BEGIN

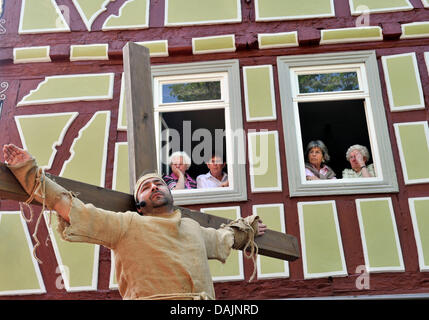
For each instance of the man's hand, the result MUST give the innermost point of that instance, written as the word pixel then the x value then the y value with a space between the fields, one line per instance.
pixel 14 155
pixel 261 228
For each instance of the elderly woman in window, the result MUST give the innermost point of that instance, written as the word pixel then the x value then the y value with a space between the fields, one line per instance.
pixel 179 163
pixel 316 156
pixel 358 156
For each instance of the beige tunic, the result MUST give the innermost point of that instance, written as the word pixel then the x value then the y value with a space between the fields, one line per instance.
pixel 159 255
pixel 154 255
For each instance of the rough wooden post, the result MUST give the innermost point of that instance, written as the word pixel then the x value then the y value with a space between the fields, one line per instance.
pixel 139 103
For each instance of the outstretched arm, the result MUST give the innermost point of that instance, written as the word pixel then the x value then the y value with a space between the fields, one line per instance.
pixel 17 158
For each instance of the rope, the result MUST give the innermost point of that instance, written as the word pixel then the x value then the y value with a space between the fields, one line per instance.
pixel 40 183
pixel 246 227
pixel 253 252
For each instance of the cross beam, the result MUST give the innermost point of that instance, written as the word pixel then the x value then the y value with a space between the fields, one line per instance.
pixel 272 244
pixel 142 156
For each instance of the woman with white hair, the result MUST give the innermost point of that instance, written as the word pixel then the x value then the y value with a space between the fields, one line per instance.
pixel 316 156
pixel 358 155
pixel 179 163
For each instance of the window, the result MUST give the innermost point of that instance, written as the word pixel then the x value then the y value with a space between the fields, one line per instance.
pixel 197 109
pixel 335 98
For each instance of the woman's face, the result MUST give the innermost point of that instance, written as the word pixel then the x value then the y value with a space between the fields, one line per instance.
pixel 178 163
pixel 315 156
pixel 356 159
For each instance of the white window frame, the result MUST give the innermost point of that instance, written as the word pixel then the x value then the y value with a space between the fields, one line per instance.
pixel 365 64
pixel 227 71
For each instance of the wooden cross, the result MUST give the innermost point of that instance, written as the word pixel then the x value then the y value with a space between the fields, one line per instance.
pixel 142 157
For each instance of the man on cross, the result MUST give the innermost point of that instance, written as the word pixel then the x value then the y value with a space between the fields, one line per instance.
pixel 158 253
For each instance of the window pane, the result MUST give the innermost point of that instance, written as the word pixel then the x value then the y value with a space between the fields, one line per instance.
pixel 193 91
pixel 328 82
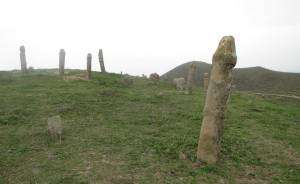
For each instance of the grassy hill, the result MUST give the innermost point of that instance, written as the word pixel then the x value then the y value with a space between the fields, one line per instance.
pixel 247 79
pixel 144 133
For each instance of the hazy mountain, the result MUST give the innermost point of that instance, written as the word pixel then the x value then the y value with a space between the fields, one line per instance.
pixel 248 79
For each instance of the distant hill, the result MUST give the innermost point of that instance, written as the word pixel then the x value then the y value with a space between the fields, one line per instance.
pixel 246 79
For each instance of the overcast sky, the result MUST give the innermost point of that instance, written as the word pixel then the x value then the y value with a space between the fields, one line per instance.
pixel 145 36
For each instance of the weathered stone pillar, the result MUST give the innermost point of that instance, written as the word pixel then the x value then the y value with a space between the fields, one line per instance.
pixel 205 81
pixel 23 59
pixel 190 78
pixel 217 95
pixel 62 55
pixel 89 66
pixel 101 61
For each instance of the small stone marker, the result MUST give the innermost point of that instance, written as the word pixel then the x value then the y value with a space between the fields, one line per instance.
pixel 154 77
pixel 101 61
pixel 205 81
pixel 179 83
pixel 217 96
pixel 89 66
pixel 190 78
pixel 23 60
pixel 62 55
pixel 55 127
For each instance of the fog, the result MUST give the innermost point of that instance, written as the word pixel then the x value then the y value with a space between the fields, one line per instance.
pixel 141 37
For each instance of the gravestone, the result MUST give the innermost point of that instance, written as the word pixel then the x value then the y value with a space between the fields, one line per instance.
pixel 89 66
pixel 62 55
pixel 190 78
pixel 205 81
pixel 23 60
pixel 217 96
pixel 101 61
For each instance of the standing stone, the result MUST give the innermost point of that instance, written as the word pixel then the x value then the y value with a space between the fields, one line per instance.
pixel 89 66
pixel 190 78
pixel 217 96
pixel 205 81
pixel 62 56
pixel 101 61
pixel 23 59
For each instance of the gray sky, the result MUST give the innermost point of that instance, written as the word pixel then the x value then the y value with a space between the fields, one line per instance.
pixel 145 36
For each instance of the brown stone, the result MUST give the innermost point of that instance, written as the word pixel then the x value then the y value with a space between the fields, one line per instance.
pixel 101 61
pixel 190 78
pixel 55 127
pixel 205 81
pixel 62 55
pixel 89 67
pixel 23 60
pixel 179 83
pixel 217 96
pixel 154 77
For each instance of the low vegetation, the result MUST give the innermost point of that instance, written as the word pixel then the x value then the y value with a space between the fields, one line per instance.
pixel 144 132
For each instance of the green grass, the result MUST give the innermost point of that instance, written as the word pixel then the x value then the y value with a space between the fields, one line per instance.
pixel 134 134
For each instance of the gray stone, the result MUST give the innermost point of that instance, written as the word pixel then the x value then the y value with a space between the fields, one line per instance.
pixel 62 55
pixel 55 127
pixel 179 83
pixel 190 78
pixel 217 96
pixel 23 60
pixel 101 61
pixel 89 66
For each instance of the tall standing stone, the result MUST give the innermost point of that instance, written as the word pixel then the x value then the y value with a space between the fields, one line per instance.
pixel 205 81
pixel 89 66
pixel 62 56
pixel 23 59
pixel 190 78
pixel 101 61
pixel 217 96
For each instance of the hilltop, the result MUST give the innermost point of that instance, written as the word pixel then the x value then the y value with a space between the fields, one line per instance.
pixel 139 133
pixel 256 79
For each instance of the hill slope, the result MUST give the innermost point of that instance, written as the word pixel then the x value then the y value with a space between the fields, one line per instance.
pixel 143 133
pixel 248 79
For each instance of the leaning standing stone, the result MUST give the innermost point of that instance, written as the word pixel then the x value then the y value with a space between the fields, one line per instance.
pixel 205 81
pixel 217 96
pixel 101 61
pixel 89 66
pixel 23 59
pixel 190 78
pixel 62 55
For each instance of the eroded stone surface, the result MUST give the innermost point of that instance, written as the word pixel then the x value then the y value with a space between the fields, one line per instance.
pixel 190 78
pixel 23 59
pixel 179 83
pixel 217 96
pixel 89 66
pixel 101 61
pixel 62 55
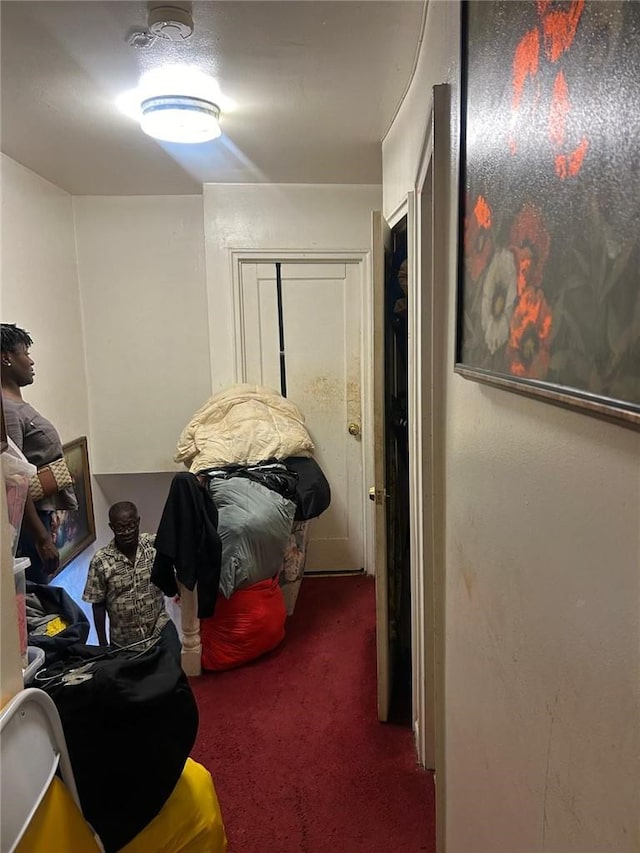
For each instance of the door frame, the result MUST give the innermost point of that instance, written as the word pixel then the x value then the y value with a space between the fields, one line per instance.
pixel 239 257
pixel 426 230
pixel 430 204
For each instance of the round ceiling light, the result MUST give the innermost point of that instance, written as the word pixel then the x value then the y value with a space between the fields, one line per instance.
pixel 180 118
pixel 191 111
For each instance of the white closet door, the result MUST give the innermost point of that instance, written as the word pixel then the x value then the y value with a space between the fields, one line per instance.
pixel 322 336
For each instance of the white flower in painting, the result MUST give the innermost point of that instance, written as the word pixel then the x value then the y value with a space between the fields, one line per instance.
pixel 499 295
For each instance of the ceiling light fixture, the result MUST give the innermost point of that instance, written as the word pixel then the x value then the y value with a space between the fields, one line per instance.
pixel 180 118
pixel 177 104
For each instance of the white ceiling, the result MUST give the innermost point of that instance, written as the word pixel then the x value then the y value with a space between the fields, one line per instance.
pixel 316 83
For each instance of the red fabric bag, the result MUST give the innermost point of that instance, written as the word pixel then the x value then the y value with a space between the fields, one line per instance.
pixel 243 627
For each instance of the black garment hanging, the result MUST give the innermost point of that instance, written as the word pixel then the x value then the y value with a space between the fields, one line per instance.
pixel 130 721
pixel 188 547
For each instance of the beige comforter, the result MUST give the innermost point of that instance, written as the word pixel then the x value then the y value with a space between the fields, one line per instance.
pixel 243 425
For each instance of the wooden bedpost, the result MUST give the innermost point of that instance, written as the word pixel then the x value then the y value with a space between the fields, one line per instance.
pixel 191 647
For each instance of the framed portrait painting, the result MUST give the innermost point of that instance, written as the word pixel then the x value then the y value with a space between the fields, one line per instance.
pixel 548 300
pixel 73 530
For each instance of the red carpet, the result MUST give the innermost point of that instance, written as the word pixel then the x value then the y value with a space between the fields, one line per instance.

END
BEGIN

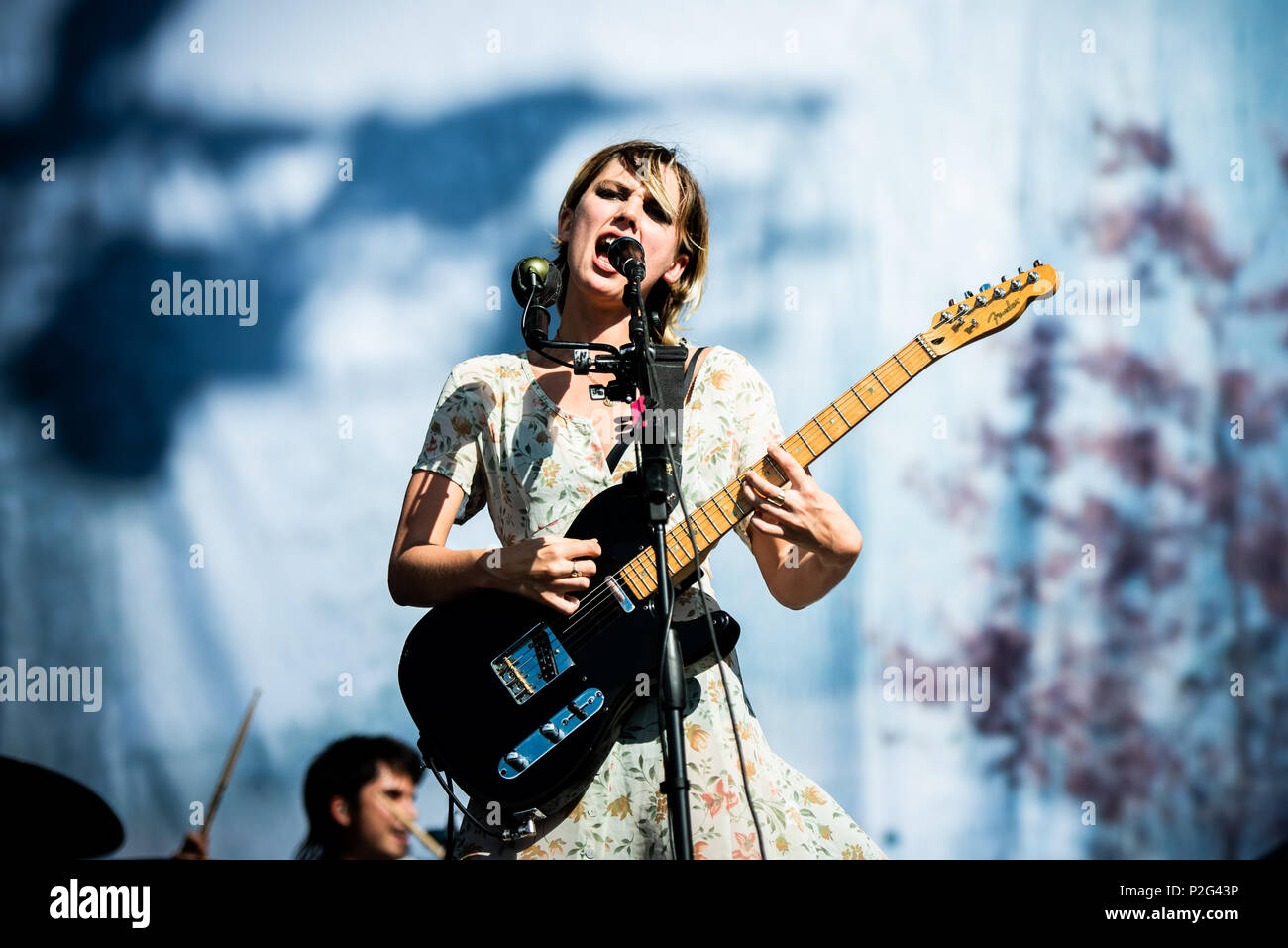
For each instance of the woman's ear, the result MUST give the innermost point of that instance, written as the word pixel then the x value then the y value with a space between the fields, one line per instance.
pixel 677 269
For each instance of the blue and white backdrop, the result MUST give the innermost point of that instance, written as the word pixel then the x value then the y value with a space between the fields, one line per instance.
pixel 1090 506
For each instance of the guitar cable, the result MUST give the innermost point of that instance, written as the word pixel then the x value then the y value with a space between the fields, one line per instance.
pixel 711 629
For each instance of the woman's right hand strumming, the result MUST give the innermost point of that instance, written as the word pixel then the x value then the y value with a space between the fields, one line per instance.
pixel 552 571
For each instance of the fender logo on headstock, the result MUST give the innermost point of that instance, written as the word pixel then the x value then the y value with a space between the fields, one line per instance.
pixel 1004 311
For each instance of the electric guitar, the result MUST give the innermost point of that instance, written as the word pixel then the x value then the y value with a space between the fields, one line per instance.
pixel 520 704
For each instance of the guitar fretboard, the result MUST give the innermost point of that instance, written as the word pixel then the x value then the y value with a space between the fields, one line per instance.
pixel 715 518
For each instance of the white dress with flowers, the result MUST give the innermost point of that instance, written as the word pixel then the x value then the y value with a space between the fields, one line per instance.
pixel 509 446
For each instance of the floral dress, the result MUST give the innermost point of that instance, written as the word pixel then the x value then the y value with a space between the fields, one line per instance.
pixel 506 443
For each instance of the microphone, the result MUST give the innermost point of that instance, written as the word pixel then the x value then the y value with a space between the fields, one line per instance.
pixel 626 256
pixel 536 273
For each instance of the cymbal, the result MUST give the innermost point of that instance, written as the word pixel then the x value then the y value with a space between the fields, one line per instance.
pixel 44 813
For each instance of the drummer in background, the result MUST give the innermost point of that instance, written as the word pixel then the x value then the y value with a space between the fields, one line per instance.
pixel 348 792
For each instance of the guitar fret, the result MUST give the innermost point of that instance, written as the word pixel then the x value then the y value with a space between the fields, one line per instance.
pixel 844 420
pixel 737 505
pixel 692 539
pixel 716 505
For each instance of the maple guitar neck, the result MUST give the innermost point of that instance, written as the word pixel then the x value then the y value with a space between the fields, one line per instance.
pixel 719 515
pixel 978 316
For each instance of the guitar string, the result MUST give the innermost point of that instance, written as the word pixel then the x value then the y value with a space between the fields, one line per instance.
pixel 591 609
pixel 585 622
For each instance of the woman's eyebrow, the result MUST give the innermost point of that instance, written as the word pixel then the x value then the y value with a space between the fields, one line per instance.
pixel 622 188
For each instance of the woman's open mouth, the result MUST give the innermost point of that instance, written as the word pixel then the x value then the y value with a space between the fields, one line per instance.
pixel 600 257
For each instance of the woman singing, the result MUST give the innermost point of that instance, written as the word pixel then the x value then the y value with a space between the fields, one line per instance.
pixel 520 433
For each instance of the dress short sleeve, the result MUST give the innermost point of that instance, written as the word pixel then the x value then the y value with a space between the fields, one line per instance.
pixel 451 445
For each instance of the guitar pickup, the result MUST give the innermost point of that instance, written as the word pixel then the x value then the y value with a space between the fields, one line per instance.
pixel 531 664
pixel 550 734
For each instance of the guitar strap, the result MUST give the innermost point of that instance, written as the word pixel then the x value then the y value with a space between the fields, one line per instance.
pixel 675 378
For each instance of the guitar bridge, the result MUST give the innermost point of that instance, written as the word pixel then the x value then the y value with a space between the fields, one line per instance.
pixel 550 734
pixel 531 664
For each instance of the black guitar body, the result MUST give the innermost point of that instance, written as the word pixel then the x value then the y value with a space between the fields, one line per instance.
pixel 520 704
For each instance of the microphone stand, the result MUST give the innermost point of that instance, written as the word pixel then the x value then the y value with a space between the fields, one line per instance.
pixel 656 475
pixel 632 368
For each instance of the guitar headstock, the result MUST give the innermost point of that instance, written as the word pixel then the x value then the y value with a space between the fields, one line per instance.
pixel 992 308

END

**DIRECTIONS:** Copy these lines word for word, starting at the line that contains "For each instance of the beige tunic, the" and ending after the line that contains "pixel 356 159". Include both of those lines and nothing else from the records.

**OUTPUT FOR THIS EXERCISE:**
For each instance of the beige tunic, the result MUST give the innermost point of that instance, written as the word pixel then the x value then the y value with a space between the fields, one line per instance.
pixel 159 255
pixel 154 255
For each instance of the rough wooden post, the result MUST give the innermost point of that instance, written as the word pixel then the x value then the y value with a space between the fields, one line per instance.
pixel 139 103
For each instance of the outstretched arm, the result MUST give the innermost point of that instance, written as the word pixel then the x value then the y value with a space between the fields, one line per instance.
pixel 17 158
For each instance of the rope, the result MUST give the innermost point of that instance, written as the word pixel then the x value then the y value with a space between the fields, one line per instance.
pixel 40 183
pixel 246 227
pixel 253 252
For each instance of the cross beam, the result MUST give the innermost point of that instance, written as the word pixel then the x value then the y value with a space between the fields, one line per instance.
pixel 272 244
pixel 142 156
For each instance of the woman with white hair, the result MUST give the innermost point of that instance, written as the word pixel then the x value then the y value with a space between the fields, one line per instance.
pixel 316 156
pixel 358 155
pixel 179 163
For each instance of the window, the result MUST give the innermost point of that instance, written as the word pixel then the x value then the y value with a space between the fields, one line per instance.
pixel 197 109
pixel 335 98
For each instance of the woman's face, the result MUST give the innermost point of that instance, written as the word pixel then the x value then the y value with a space between the fields, one line per instance.
pixel 178 163
pixel 315 156
pixel 356 159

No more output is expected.